Goals -
A. According to the setup notes, which devices do not need to be added to rarpd?
B. Reproduce the stretch of the setup notes from "2.1.4 Add FC7s" through "the same way.".

Reading text -
::::
IPADDR=192.168.1.100
PREFIX=16 → to expand subnet range
PEERDNS=no
PEERROUTES=no


$ sudo systemctl restart network.service
$ sudo systemctl status network.service

2.1.4 Add FC7s to rarpd

  • MCH, AMC13 T1 and T2 do not need to be added to rarpd, they know their own IP addresses!

$ sudo yum install wireshark tshark telnet → For controlling the uTCA crate you should download NATview as well.https://www.nateurope.com/products/NATview.html
$ sudo tshark -i <eth interface> → Put the first FC7 to one AMC slot in the uTCA crate, push on the Hot-plug switch and add it to rarpd. You can install multiple FC7s in the same way.
::::
Data shown -
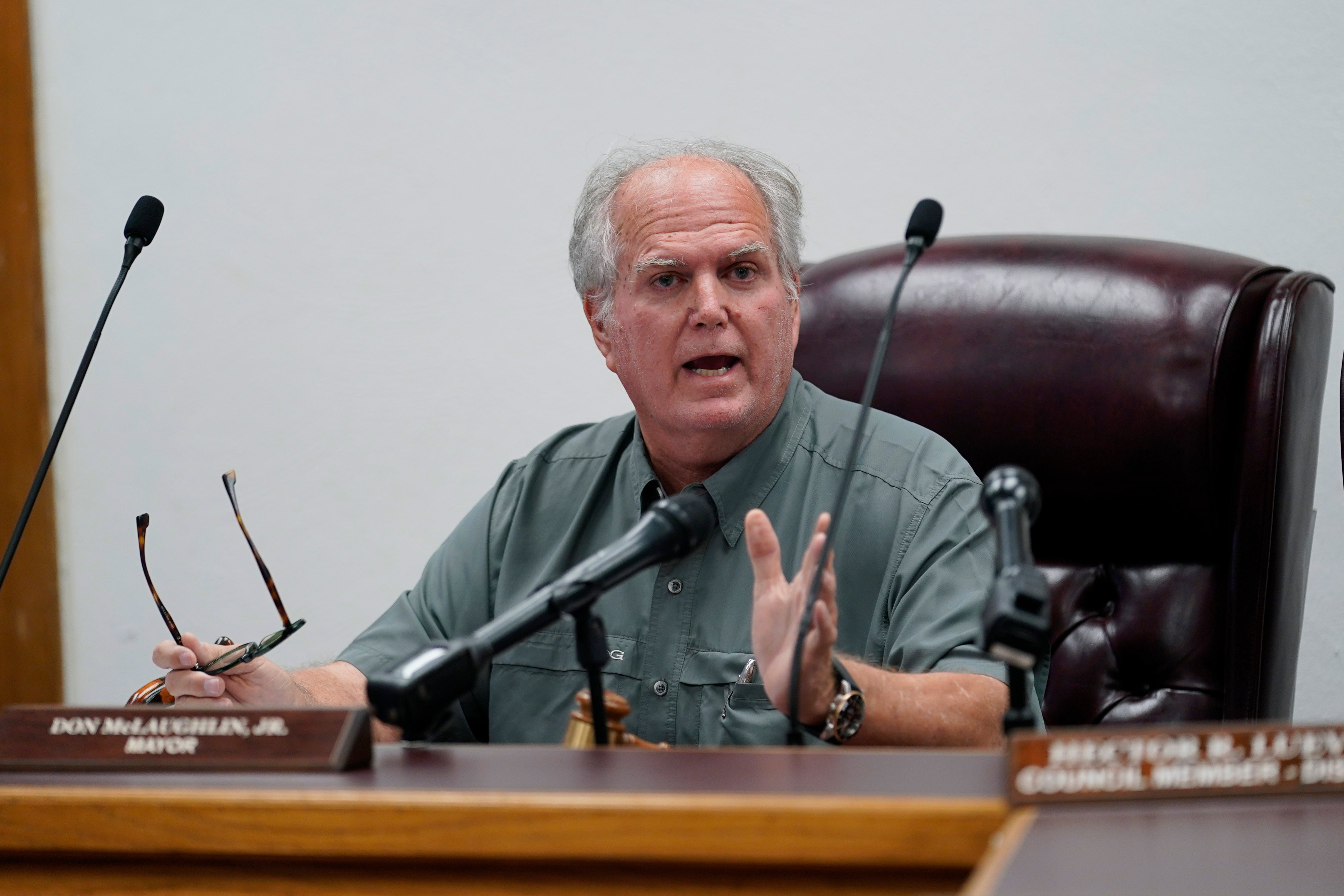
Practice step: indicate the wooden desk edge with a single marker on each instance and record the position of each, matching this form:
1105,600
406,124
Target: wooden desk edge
704,828
1003,850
::::
Task solutions -
A. MCH, AMC13 T1 and T2.

B.
2.1.4 Add FC7s to rarpd

  • MCH, AMC13 T1 and T2 do not need to be added to rarpd, they know their own IP addresses!

$ sudo yum install wireshark tshark telnet → For controlling the uTCA crate you should download NATview as well.https://www.nateurope.com/products/NATview.html
$ sudo tshark -i <eth interface> → Put the first FC7 to one AMC slot in the uTCA crate, push on the Hot-plug switch and add it to rarpd. You can install multiple FC7s in the same way.